§ WORK TO COMPLETE:
The records must be returned word for word.

(Items from a dataset)

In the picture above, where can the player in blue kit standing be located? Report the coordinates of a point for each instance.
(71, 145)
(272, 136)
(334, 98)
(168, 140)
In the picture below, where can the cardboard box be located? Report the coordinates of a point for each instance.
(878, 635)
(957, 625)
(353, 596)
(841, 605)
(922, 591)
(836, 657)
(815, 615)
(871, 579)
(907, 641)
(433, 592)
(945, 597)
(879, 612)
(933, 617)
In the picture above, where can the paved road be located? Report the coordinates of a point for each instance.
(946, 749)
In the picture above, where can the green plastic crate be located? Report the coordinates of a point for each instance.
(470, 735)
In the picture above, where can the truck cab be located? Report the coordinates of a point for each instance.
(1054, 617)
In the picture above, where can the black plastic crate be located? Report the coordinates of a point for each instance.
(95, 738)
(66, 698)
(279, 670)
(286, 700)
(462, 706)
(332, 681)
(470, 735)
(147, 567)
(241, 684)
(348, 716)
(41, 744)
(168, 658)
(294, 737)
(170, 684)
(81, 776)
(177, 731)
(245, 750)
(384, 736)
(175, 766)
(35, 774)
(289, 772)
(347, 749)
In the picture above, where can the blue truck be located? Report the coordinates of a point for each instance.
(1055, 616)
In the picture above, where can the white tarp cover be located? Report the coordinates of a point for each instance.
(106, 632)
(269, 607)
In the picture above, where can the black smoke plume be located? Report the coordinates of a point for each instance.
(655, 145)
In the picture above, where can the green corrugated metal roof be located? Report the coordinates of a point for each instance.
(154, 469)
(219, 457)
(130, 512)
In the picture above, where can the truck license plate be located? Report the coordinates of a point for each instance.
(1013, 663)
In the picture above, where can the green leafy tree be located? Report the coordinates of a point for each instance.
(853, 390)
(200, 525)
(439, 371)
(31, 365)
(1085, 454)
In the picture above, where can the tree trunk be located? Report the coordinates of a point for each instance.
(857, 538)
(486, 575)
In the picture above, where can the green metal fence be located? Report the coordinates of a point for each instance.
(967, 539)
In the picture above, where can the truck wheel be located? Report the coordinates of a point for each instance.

§ YOUR RESPONSE:
In the picture above, where can the player in blue kit standing be located? Report the coordinates of a point for each instance.
(71, 145)
(272, 136)
(334, 98)
(168, 140)
In the picture below, where can the cardboard box be located? Report the coordinates of a point for each instance.
(878, 635)
(957, 625)
(353, 596)
(841, 605)
(922, 591)
(836, 657)
(815, 615)
(871, 579)
(907, 641)
(433, 592)
(945, 597)
(879, 612)
(933, 617)
In the picture above, where can the paved road be located? Report the coordinates of a point for each instance.
(946, 749)
In the picture above, where can the green plastic crate be located? Report the coordinates of a point for each instance.
(470, 735)
In the picture above, where can the truck cab be located? Report the coordinates of a point for each instance.
(1054, 617)
In the picture above, where can the black plastic crate be located? Report the coordinates of a point for each instance.
(95, 738)
(66, 698)
(279, 670)
(286, 700)
(462, 706)
(332, 681)
(470, 735)
(147, 567)
(241, 684)
(348, 716)
(41, 744)
(168, 658)
(294, 737)
(170, 684)
(81, 776)
(177, 731)
(245, 750)
(384, 736)
(175, 766)
(35, 774)
(289, 772)
(347, 749)
In the picture above, where can the blue truck be located? Report the coordinates of a point for each instance.
(1055, 616)
In the picture above, where can the white tarp cover be located? Report the coordinates of a point for each instance.
(106, 632)
(269, 607)
In the picture above, where can the black smoke plume be located? Report the coordinates of a point for each instance.
(655, 145)
In the picture above, where can the green corrugated metal roof be located? Report the coordinates of a point for each instance.
(154, 469)
(219, 457)
(130, 512)
In the picture above, where can the truck license plate be located? Report the coordinates of a point for each instance.
(1013, 663)
In the picture above, where can the green leafy tree be located? Report the coordinates of a point for each instance.
(853, 390)
(200, 525)
(439, 371)
(31, 365)
(1085, 454)
In the picture above, where can the tree trunk be located? Report the coordinates of a point for each instance.
(857, 538)
(486, 575)
In the picture above, where can the green metal fence be located? Report the coordinates of a point for each instance.
(967, 539)
In the picture above, where can the truck wheel be located? Report the coordinates of a point for each instance.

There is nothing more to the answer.